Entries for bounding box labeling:
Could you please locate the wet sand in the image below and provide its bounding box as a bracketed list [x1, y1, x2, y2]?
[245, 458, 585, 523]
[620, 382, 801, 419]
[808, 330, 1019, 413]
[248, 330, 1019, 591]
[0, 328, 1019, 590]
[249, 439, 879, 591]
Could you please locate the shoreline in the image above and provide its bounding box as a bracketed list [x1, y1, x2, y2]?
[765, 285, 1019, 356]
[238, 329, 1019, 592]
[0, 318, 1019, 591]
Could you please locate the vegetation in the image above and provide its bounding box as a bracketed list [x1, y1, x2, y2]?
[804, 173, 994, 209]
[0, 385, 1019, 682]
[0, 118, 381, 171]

==

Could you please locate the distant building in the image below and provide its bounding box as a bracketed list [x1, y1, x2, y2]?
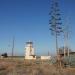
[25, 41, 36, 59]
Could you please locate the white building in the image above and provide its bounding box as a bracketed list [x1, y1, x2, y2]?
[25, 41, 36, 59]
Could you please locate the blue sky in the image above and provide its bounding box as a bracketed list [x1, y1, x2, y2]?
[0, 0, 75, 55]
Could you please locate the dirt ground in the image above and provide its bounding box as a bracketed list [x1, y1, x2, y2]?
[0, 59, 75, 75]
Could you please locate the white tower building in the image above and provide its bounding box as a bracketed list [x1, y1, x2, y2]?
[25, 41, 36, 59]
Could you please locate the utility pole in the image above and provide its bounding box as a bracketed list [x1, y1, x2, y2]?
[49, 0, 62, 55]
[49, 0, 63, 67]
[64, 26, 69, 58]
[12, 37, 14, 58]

--

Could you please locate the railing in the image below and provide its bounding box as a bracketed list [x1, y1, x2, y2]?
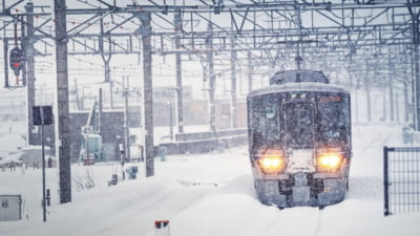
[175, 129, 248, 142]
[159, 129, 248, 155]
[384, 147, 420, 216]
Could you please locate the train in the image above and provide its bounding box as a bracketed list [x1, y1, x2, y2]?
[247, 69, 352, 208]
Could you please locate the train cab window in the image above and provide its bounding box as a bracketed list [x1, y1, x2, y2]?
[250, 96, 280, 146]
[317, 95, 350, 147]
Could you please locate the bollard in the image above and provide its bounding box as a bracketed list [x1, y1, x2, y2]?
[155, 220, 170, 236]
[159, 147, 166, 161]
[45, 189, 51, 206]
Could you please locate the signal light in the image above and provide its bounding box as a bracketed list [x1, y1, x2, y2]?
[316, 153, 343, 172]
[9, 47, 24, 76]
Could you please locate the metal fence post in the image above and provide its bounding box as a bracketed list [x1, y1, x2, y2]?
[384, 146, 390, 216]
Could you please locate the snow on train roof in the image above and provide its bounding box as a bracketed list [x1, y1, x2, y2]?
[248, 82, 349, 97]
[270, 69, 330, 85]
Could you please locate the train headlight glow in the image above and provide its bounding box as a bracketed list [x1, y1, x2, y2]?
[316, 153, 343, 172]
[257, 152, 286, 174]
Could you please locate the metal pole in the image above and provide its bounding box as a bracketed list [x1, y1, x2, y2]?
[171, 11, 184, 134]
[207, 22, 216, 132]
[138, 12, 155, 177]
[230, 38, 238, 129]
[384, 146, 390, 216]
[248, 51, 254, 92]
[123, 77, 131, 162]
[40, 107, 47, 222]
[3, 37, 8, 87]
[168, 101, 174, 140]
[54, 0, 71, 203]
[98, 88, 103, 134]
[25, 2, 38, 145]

### WHAT IS ASKED
Copy out the records verbatim from the line with "Could you please locate the vegetation" to the line with "[0, 118, 381, 171]", inclusive.

### SOLUTION TO THIS EXERCISE
Could you please locate the vegetation in the image above and provide its bounding box as a bracketed list [x1, y1, x2, y2]?
[804, 173, 994, 209]
[0, 385, 1019, 682]
[0, 118, 381, 171]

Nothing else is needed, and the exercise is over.